=== EXERCISE INSTRUCTIONS ===
An exact copy of the listing below is needed, with no pictures in it.

=== DATASET EXCERPTS ===
______

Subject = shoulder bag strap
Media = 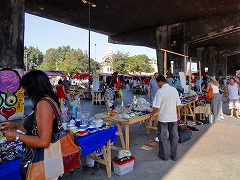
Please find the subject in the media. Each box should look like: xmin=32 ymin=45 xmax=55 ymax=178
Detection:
xmin=42 ymin=98 xmax=60 ymax=119
xmin=42 ymin=98 xmax=63 ymax=131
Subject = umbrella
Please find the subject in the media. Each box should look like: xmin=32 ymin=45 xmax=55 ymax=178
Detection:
xmin=73 ymin=72 xmax=89 ymax=79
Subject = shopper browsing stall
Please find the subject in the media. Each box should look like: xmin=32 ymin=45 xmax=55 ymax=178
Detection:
xmin=0 ymin=70 xmax=67 ymax=179
xmin=150 ymin=75 xmax=181 ymax=161
xmin=206 ymin=76 xmax=222 ymax=122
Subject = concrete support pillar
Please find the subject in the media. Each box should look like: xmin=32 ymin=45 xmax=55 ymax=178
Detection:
xmin=208 ymin=46 xmax=217 ymax=75
xmin=196 ymin=47 xmax=204 ymax=73
xmin=225 ymin=55 xmax=228 ymax=76
xmin=155 ymin=26 xmax=169 ymax=74
xmin=0 ymin=0 xmax=24 ymax=69
xmin=0 ymin=0 xmax=25 ymax=121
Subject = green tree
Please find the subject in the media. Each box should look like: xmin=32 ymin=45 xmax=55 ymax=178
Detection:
xmin=80 ymin=57 xmax=101 ymax=72
xmin=39 ymin=48 xmax=59 ymax=70
xmin=39 ymin=46 xmax=100 ymax=74
xmin=58 ymin=48 xmax=85 ymax=73
xmin=24 ymin=46 xmax=43 ymax=71
xmin=124 ymin=54 xmax=154 ymax=73
xmin=112 ymin=51 xmax=129 ymax=73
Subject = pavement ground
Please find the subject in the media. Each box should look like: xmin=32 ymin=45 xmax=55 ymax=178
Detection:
xmin=21 ymin=89 xmax=240 ymax=180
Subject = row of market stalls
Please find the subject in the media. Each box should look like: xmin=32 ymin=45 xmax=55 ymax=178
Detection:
xmin=72 ymin=72 xmax=153 ymax=79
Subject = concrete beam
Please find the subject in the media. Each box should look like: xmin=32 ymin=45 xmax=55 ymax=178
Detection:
xmin=185 ymin=13 xmax=240 ymax=45
xmin=217 ymin=45 xmax=240 ymax=57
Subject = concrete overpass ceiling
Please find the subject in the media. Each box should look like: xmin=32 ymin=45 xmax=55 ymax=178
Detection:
xmin=25 ymin=0 xmax=240 ymax=36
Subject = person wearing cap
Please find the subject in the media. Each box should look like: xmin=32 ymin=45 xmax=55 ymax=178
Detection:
xmin=150 ymin=75 xmax=181 ymax=161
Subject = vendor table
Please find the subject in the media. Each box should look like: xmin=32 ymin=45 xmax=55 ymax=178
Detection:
xmin=95 ymin=113 xmax=151 ymax=150
xmin=68 ymin=90 xmax=81 ymax=100
xmin=0 ymin=126 xmax=117 ymax=179
xmin=195 ymin=105 xmax=211 ymax=120
xmin=181 ymin=100 xmax=197 ymax=122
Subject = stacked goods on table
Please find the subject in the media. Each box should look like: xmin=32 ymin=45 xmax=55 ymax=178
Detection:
xmin=112 ymin=150 xmax=135 ymax=176
xmin=0 ymin=131 xmax=24 ymax=163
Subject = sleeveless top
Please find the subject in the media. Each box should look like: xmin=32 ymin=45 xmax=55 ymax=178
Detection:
xmin=228 ymin=83 xmax=239 ymax=99
xmin=56 ymin=85 xmax=65 ymax=98
xmin=211 ymin=84 xmax=219 ymax=94
xmin=23 ymin=99 xmax=59 ymax=136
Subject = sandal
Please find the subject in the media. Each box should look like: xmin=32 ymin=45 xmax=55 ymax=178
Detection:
xmin=229 ymin=115 xmax=233 ymax=118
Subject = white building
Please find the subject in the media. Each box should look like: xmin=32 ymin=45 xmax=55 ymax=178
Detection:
xmin=100 ymin=45 xmax=116 ymax=73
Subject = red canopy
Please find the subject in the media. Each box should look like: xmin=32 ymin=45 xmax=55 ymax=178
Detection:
xmin=73 ymin=72 xmax=89 ymax=79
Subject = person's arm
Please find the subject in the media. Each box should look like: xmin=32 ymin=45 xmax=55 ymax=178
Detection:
xmin=62 ymin=85 xmax=67 ymax=96
xmin=3 ymin=100 xmax=55 ymax=148
xmin=151 ymin=107 xmax=159 ymax=117
xmin=147 ymin=88 xmax=150 ymax=99
xmin=149 ymin=107 xmax=158 ymax=122
xmin=206 ymin=82 xmax=211 ymax=92
xmin=176 ymin=105 xmax=181 ymax=120
xmin=224 ymin=84 xmax=228 ymax=95
xmin=237 ymin=84 xmax=240 ymax=94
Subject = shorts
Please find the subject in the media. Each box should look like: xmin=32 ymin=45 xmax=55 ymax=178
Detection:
xmin=229 ymin=99 xmax=239 ymax=109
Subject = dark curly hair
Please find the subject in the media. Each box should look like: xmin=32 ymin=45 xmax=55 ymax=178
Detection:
xmin=20 ymin=70 xmax=60 ymax=108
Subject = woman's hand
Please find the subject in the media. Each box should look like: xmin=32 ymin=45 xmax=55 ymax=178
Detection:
xmin=3 ymin=131 xmax=19 ymax=142
xmin=0 ymin=122 xmax=18 ymax=131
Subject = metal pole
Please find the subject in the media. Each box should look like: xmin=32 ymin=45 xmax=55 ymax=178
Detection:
xmin=88 ymin=3 xmax=91 ymax=98
xmin=189 ymin=58 xmax=192 ymax=95
xmin=25 ymin=53 xmax=28 ymax=72
xmin=94 ymin=43 xmax=96 ymax=61
xmin=199 ymin=61 xmax=202 ymax=93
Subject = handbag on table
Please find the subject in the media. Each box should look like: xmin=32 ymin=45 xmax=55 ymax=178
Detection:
xmin=22 ymin=98 xmax=81 ymax=180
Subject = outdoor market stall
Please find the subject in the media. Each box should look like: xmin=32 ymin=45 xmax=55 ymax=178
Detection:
xmin=181 ymin=98 xmax=197 ymax=122
xmin=0 ymin=126 xmax=118 ymax=179
xmin=95 ymin=113 xmax=151 ymax=150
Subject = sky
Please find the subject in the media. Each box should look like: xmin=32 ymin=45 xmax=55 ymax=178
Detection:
xmin=24 ymin=13 xmax=156 ymax=62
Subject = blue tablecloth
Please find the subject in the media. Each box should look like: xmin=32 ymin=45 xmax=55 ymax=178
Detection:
xmin=0 ymin=126 xmax=118 ymax=180
xmin=78 ymin=126 xmax=118 ymax=156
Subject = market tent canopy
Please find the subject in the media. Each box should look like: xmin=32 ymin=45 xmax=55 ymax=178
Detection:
xmin=42 ymin=70 xmax=67 ymax=77
xmin=99 ymin=73 xmax=112 ymax=77
xmin=73 ymin=72 xmax=89 ymax=79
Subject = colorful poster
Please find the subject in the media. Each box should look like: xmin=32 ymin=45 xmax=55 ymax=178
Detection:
xmin=0 ymin=68 xmax=24 ymax=122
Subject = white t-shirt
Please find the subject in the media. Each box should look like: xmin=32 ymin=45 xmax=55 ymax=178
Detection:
xmin=153 ymin=84 xmax=181 ymax=122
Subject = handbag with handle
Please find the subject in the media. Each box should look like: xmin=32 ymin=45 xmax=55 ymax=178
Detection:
xmin=206 ymin=87 xmax=214 ymax=101
xmin=26 ymin=98 xmax=81 ymax=180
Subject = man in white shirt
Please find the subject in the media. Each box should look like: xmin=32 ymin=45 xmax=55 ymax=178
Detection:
xmin=150 ymin=75 xmax=181 ymax=161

______

=== SOLUTION TO THE PROBLEM ===
Subject = shoulder bag strap
Media = 
Please find the subject in the media. Each box should look like: xmin=32 ymin=45 xmax=55 ymax=178
Detection:
xmin=42 ymin=98 xmax=60 ymax=119
xmin=42 ymin=98 xmax=63 ymax=131
Subject = umbrella
Please find the subject in the media. Each box should look like: xmin=32 ymin=45 xmax=55 ymax=178
Detection:
xmin=73 ymin=72 xmax=89 ymax=79
Subject = shopper browsing stall
Please find the subject in the media. Each box should look like: xmin=32 ymin=45 xmax=55 ymax=178
Detection:
xmin=0 ymin=70 xmax=67 ymax=179
xmin=150 ymin=75 xmax=181 ymax=161
xmin=206 ymin=76 xmax=222 ymax=122
Subject = concrete support pillar
Please find the subject in the media. Each box should look like: xmin=32 ymin=45 xmax=55 ymax=178
Detection:
xmin=208 ymin=46 xmax=217 ymax=75
xmin=196 ymin=47 xmax=204 ymax=73
xmin=225 ymin=55 xmax=228 ymax=76
xmin=155 ymin=26 xmax=169 ymax=74
xmin=0 ymin=0 xmax=24 ymax=69
xmin=0 ymin=0 xmax=25 ymax=121
Subject = green tree
Please find the subject in the media. Each box should look like: xmin=32 ymin=45 xmax=55 ymax=178
Detection:
xmin=80 ymin=57 xmax=101 ymax=72
xmin=39 ymin=48 xmax=59 ymax=70
xmin=39 ymin=46 xmax=100 ymax=74
xmin=58 ymin=48 xmax=85 ymax=73
xmin=24 ymin=46 xmax=43 ymax=71
xmin=124 ymin=54 xmax=154 ymax=73
xmin=112 ymin=51 xmax=129 ymax=73
Subject = pavement ground
Please find the subject in the media. Each box should look like: xmin=32 ymin=45 xmax=55 ymax=178
Detection:
xmin=21 ymin=89 xmax=240 ymax=180
Subject = row of market stalls
Please find the subject in the media. Each box should look like: xmin=32 ymin=45 xmax=55 ymax=178
Detection:
xmin=72 ymin=72 xmax=153 ymax=79
Subject = concrete beam
Please find the subject in the media. Each box should look like: xmin=32 ymin=45 xmax=55 ymax=178
Detection:
xmin=185 ymin=13 xmax=240 ymax=45
xmin=217 ymin=45 xmax=240 ymax=57
Subject = concrete overpass ceiling
Please find the subject in the media. Each box should look like: xmin=32 ymin=45 xmax=55 ymax=178
Detection:
xmin=25 ymin=0 xmax=240 ymax=36
Subject = person wearing cap
Please find the subject in the media. Each box should look like: xmin=32 ymin=45 xmax=55 ymax=178
Detection:
xmin=150 ymin=75 xmax=181 ymax=161
Subject = vendor table
Please find the subject in the media. Each box should look like: xmin=32 ymin=45 xmax=55 ymax=178
Detection:
xmin=95 ymin=113 xmax=151 ymax=150
xmin=68 ymin=90 xmax=81 ymax=100
xmin=0 ymin=126 xmax=117 ymax=179
xmin=195 ymin=105 xmax=211 ymax=120
xmin=181 ymin=100 xmax=197 ymax=122
Subject = stacked goods on table
Please find the subject in the media. Each box should look like: xmin=32 ymin=45 xmax=55 ymax=178
Detection:
xmin=112 ymin=150 xmax=135 ymax=176
xmin=0 ymin=131 xmax=24 ymax=163
Subject = sleeveless top
Please find the subject in the media. Each box should look like: xmin=32 ymin=45 xmax=55 ymax=178
Detection:
xmin=228 ymin=83 xmax=239 ymax=99
xmin=56 ymin=85 xmax=65 ymax=98
xmin=211 ymin=84 xmax=219 ymax=94
xmin=23 ymin=99 xmax=59 ymax=136
Subject = sandal
Please find the subject in the media. Each box should look like: xmin=32 ymin=45 xmax=55 ymax=178
Detection:
xmin=229 ymin=115 xmax=233 ymax=118
Subject = white building
Please find the subject in the media. Each box should look like: xmin=32 ymin=45 xmax=55 ymax=178
Detection:
xmin=100 ymin=45 xmax=116 ymax=73
Subject = red canopy
Please find the subject in the media. Each box should look like: xmin=32 ymin=45 xmax=55 ymax=178
Detection:
xmin=73 ymin=72 xmax=89 ymax=79
Subject = person's arm
Please find the subject in the media. Each box should look like: xmin=32 ymin=45 xmax=55 ymax=178
Detection:
xmin=62 ymin=85 xmax=67 ymax=96
xmin=3 ymin=100 xmax=55 ymax=148
xmin=151 ymin=107 xmax=159 ymax=117
xmin=147 ymin=88 xmax=150 ymax=99
xmin=149 ymin=107 xmax=158 ymax=122
xmin=206 ymin=82 xmax=211 ymax=92
xmin=176 ymin=105 xmax=181 ymax=120
xmin=224 ymin=84 xmax=228 ymax=95
xmin=237 ymin=84 xmax=240 ymax=94
Subject = shorts
Please find the subject in the media. Each box should look like: xmin=32 ymin=45 xmax=55 ymax=178
Detection:
xmin=229 ymin=99 xmax=239 ymax=109
Subject = dark curly hair
Please find the subject in the media. Each box should look like: xmin=32 ymin=45 xmax=55 ymax=178
Detection:
xmin=20 ymin=70 xmax=60 ymax=108
Subject = woman's hand
Please find the subject in the media. Each box should look like: xmin=32 ymin=45 xmax=55 ymax=178
Detection:
xmin=3 ymin=131 xmax=19 ymax=142
xmin=0 ymin=122 xmax=18 ymax=131
Subject = metal pole
Please find the subject in the media. Each box should look like: xmin=32 ymin=45 xmax=55 ymax=178
Detection:
xmin=88 ymin=3 xmax=91 ymax=98
xmin=189 ymin=58 xmax=192 ymax=95
xmin=25 ymin=53 xmax=28 ymax=72
xmin=94 ymin=43 xmax=96 ymax=61
xmin=199 ymin=61 xmax=202 ymax=93
Subject = handbag on table
Please find the subject in the media. Each box should look like: xmin=32 ymin=45 xmax=55 ymax=178
Detection:
xmin=22 ymin=98 xmax=81 ymax=180
Subject = outdoor market stall
Please find the subject in the media. Each box should look like: xmin=32 ymin=45 xmax=55 ymax=178
Detection:
xmin=181 ymin=98 xmax=197 ymax=122
xmin=0 ymin=126 xmax=118 ymax=179
xmin=95 ymin=113 xmax=151 ymax=150
Subject = sky
Please find the subject in the media. Each box should look like: xmin=32 ymin=45 xmax=55 ymax=178
Detection:
xmin=24 ymin=13 xmax=156 ymax=62
Subject = blue tablecloth
Please find the subject in the media. Each box should look like: xmin=32 ymin=45 xmax=55 ymax=178
Detection:
xmin=0 ymin=126 xmax=118 ymax=180
xmin=78 ymin=126 xmax=118 ymax=156
Subject = market tent canopy
Please find the subject in the media. Each box should look like: xmin=32 ymin=45 xmax=55 ymax=178
Detection:
xmin=42 ymin=70 xmax=67 ymax=77
xmin=99 ymin=73 xmax=112 ymax=77
xmin=73 ymin=72 xmax=89 ymax=79
Subject = colorful poster
Please find the subject in the media. Each box should look like: xmin=32 ymin=45 xmax=55 ymax=178
Detection:
xmin=0 ymin=68 xmax=24 ymax=122
Subject = white t-shirt
Please find the subject in the media. Each box should look like: xmin=32 ymin=45 xmax=55 ymax=178
Detection:
xmin=153 ymin=84 xmax=181 ymax=122
Subject = handbag with handle
Please find the subject in the media. Each box should look like: xmin=32 ymin=45 xmax=55 ymax=178
Detection:
xmin=206 ymin=87 xmax=214 ymax=101
xmin=26 ymin=98 xmax=81 ymax=180
Subject = man in white shirt
Please find the subject in the media. Each box should look like: xmin=32 ymin=45 xmax=55 ymax=178
Detection:
xmin=150 ymin=75 xmax=181 ymax=161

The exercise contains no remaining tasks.